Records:
"""

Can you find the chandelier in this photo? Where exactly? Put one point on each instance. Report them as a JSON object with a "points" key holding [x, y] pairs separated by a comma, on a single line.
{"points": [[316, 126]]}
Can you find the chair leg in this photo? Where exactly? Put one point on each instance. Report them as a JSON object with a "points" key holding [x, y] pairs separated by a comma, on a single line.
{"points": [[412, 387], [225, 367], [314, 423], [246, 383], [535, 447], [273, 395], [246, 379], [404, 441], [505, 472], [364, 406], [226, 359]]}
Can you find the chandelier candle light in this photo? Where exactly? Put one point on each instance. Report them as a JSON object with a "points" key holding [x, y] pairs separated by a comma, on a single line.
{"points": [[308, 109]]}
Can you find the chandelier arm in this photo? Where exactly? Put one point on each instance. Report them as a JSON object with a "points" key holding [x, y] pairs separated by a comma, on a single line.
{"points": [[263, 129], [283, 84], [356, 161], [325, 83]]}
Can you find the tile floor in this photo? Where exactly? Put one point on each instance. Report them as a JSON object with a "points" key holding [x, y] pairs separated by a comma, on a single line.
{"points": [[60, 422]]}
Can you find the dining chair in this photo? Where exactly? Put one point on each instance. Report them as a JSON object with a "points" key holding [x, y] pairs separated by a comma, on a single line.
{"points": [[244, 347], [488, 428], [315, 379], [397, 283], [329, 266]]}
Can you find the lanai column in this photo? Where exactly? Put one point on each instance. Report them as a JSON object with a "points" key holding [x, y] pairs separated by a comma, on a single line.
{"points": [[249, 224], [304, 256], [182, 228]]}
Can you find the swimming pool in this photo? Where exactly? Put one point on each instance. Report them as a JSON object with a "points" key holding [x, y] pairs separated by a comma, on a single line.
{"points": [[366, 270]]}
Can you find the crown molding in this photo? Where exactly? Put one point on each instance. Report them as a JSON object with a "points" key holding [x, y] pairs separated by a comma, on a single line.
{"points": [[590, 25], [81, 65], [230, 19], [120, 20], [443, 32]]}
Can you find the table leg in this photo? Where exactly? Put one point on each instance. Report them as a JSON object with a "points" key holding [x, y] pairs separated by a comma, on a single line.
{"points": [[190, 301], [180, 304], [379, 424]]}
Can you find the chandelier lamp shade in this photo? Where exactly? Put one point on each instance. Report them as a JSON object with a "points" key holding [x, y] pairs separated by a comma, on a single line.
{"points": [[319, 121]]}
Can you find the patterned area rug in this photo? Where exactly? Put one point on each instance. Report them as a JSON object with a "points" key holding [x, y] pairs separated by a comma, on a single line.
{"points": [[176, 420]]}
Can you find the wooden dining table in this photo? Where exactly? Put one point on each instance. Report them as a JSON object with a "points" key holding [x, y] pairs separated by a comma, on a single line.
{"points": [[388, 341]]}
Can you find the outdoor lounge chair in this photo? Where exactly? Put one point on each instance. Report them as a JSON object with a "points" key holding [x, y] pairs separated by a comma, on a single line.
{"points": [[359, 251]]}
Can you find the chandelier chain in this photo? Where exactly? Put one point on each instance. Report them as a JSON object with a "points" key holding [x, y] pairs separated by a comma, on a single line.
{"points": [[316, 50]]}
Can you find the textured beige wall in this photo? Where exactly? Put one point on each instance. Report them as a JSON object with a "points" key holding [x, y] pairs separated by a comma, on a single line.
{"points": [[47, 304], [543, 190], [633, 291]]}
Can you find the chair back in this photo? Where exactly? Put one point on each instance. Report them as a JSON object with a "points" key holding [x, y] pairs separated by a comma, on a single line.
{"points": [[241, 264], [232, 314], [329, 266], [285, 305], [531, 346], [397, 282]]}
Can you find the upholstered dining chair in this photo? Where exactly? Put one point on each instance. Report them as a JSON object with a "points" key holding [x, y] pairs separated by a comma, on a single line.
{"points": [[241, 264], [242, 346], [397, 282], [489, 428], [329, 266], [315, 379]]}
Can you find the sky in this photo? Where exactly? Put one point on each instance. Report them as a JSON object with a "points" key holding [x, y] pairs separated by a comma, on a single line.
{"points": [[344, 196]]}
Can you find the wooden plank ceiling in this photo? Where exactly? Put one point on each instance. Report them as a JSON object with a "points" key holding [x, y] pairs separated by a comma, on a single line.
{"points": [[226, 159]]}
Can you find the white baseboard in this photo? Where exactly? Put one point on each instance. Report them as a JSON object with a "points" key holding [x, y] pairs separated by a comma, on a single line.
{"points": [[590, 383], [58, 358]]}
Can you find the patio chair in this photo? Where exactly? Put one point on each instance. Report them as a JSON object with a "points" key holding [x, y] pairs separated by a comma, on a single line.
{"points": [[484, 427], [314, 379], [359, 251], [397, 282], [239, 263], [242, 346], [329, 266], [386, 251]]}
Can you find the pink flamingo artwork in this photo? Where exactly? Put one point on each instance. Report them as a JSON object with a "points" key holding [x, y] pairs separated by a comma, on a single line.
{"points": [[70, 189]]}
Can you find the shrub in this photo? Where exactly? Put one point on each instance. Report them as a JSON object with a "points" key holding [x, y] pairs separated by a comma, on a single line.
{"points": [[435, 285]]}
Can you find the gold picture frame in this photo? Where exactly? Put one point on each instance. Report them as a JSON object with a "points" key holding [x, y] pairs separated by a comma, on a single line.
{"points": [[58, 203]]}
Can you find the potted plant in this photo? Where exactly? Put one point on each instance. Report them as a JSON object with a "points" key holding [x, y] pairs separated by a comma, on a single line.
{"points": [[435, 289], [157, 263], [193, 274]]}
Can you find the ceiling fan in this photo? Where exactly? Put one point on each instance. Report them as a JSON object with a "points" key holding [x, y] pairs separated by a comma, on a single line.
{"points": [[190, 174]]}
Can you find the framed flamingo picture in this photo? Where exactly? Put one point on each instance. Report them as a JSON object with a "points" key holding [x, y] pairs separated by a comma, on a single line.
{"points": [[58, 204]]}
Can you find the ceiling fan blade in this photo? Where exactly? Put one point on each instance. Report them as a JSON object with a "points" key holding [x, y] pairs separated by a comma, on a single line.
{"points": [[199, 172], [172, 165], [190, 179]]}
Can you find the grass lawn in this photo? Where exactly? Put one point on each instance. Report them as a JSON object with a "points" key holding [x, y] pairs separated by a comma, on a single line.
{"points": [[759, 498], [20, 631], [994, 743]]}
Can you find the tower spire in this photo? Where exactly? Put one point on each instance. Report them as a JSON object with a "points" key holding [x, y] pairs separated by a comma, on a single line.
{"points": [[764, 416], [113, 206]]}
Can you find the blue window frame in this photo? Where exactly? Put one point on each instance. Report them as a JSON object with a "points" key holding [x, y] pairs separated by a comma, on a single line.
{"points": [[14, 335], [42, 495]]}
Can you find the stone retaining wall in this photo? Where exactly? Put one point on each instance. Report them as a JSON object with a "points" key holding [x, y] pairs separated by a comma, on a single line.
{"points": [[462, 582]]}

"""

# THE TASK:
All of the data shown above must be copied exactly.

# FINISHED TASK:
Can you find the chandelier in this photo? Where exactly? Put one point on each instance. Report them as a JSON object with a "points" key holding [x, y] pairs separated by a comma, on a single line.
{"points": [[316, 126]]}
Can you find the chair leg in this photo? Where exactly? Put one point on each instance. Report them as a JSON object with a "points" key holding [x, y] pairs separated by a comma, on a single line.
{"points": [[412, 387], [225, 367], [314, 423], [246, 383], [535, 447], [273, 395], [246, 379], [404, 441], [505, 472], [364, 406], [226, 359]]}
Can you find the chandelier candle light in this photo? Where exactly? Put one point on each instance. Report them as a JSON object with a "points" key holding [x, y] pairs separated by a comma, on a single line.
{"points": [[308, 109]]}
Can you find the chandelier arm in this photo? Where exactly? Put one point on each instance. Report them as a JSON object with a "points" key holding [x, y] pairs separated by a comma, on a single line.
{"points": [[263, 129], [283, 84], [356, 161], [325, 83]]}
Can you find the tile floor in this photo? Where exactly? Put one point on each instance. Report them as a JSON object with a "points" key holding [x, y] pairs separated by a comma, on a single line.
{"points": [[60, 422]]}
Can you find the dining chair in this photo? Where exactly? Put one point on each instance. Report them as a JSON object with a "points" key holding [x, y] pairs separated by a comma, on a single line.
{"points": [[244, 347], [488, 428], [315, 379], [397, 283], [329, 266]]}
Can you find the lanai column in this photo? Where exactly? Put one point on each instance. Report them as a JSON object with a "points" key holding [x, y] pairs separated by a comma, on a single line.
{"points": [[249, 224], [304, 256], [182, 228]]}
Can you find the swimming pool in this photo? Where exactly? Put one point on each instance. Report them as a JSON object with a "points" key holding [x, y] pairs separated by a comma, on a single line.
{"points": [[366, 270]]}
Can you find the crown molding in this photo? Where exactly? Put one point on each instance. Report them as a JSON object with a "points" key holding [x, y] pairs separated by a comma, on a single line.
{"points": [[590, 25], [81, 65], [230, 19], [120, 20], [443, 32]]}
Can you find the table leg in this photo? Where exactly? Put one point on each instance. Report them as a JSON object with a "points" key holding [x, y] pairs separated by a comma, on a single line.
{"points": [[190, 301], [180, 304], [379, 424]]}
Can you find the chandelier lamp shade in this photo? Where exactly? Put one point on each instance. Report them as a JSON object with a "points" key holding [x, y] pairs separated by a comma, on a single line.
{"points": [[319, 121]]}
Can you find the patterned area rug in this photo? Where exactly? Put one point on each instance. Report them as a JSON object with a "points" key holding [x, y] pairs separated by a comma, on a single line.
{"points": [[176, 420]]}
Can you find the wooden dining table in this photo? Where exactly? Put one point on each instance. Report them as a JSON object with a "points" key holding [x, y] pairs separated by a comma, on a single line.
{"points": [[388, 341]]}
Can you find the outdoor lounge chair in this photo? Where exactly? Put one point on each instance. Report them as a JSON object with a "points" key holding [x, y] pairs separated by a comma, on a single line.
{"points": [[359, 251]]}
Can you find the chandelier chain in this photo? Where exactly? Put one point on each instance. Report them as a JSON object with a "points" key holding [x, y] pairs separated by a comma, on a single line.
{"points": [[316, 50]]}
Can you find the textured beige wall in this photo? Where exactly? Put one point on each instance. Report them as a JSON object with a "points" key holding [x, y] pairs separated by a comma, on a single line.
{"points": [[47, 304], [543, 190], [633, 291]]}
Can you find the chair back in this photo? Where exactly? Put one point on each instance. Report them as a JSON object with a "points" key holding [x, y] pairs separated by a comma, on a single line.
{"points": [[241, 264], [232, 314], [329, 266], [285, 305], [531, 346], [397, 282]]}
Can you find the upholstered dining chair in this photo? Where exactly? Put one point on each instance. Report them as a JSON object with a "points" key holding [x, y] pairs separated by a comma, on a single line.
{"points": [[241, 264], [242, 346], [397, 282], [489, 428], [329, 266], [315, 379]]}
Can you find the sky in this photo? Where exactly? Put one point on each instance. Report them as a JSON object with a "points" key holding [x, y] pairs separated by a comma, on a single line.
{"points": [[344, 196]]}
Can you find the wooden plank ceiling in this photo? Where exactly? Put one point on each instance. Report them as a JSON object with a "points" key holding [x, y] pairs separated by a comma, on a single line.
{"points": [[226, 159]]}
Can you find the white baseboard in this photo? Where exactly? Put one point on each instance. Report them as a JSON object with a "points" key holding [x, y] pairs separated by a comma, on a single line.
{"points": [[590, 383], [58, 358]]}
Can you find the patio chair in this photo? Where exactly? Put one point on each instance. Report them as a JSON object with a "points" key holding [x, y] pairs separated by a comma, on a single line.
{"points": [[484, 427], [314, 379], [359, 251], [397, 282], [239, 263], [242, 346], [329, 266], [386, 251]]}
Can you find the pink flamingo artwork in this photo? Where exactly? Put one point on each instance. Report them as a JSON object with a "points" key holding [x, y] pairs separated by a comma, on a single line.
{"points": [[70, 189]]}
Can you find the shrub in this photo? Where exactly? Put one point on each instance. Report them as a JSON object with a "points" key holding [x, y] pairs separated by a comma, on a single line.
{"points": [[435, 285]]}
Can you find the gold picture frame in this photo? Where exactly? Put one point on each instance. Report them as a JSON object with a "points" key holding [x, y] pairs separated by a comma, on a single line.
{"points": [[58, 203]]}
Can you find the potted plant in this photo? Where exactly? Put one point on each instance. Report them as a JSON object with a "points" key holding [x, y] pairs separated by a comma, on a single line.
{"points": [[435, 289], [157, 263], [193, 274]]}
Can you find the ceiling fan in this photo? Where exactly? Put one point on each instance. Report them as a JSON object with a "points" key holding [x, y] pairs separated by a comma, on a single line.
{"points": [[190, 174]]}
Can you find the framed flamingo picture in this photo? Where exactly? Put one point on each instance. Report them as a JSON object with a "points" key holding [x, y] pairs separated by a comma, on a single line.
{"points": [[58, 204]]}
Can you find the ceiling fan blade in this photo? Where exactly? Put one point on each instance. Report them as a JSON object with a "points" key holding [x, y] pairs separated by a comma, on a single line.
{"points": [[199, 172], [172, 165], [190, 179]]}
Can you find the grass lawn in this photo? Where exactly? Put one point on each instance. Report them as a JSON object with a "points" key holding [x, y] pairs separated by a comma, on a single line.
{"points": [[759, 498], [20, 631], [994, 743]]}
Can you find the tower spire in this photo? Where exactly? Put one point on each instance. Report them as a JSON object with a "points" key holding [x, y] pairs separated by a comma, on a single line.
{"points": [[764, 416], [113, 206]]}
Can you find the blue window frame in this photo? Where exactly? Put one point on each instance. Report them as a JSON object with a "points" key holding [x, y] pairs separated by a comma, on a single line.
{"points": [[14, 335], [42, 495]]}
Can you find the stone retaining wall in this photo? Where exactly? Put one point on each instance. Report them as a JSON object with a "points" key holding [x, y] pairs separated by a comma, on a single line.
{"points": [[462, 582]]}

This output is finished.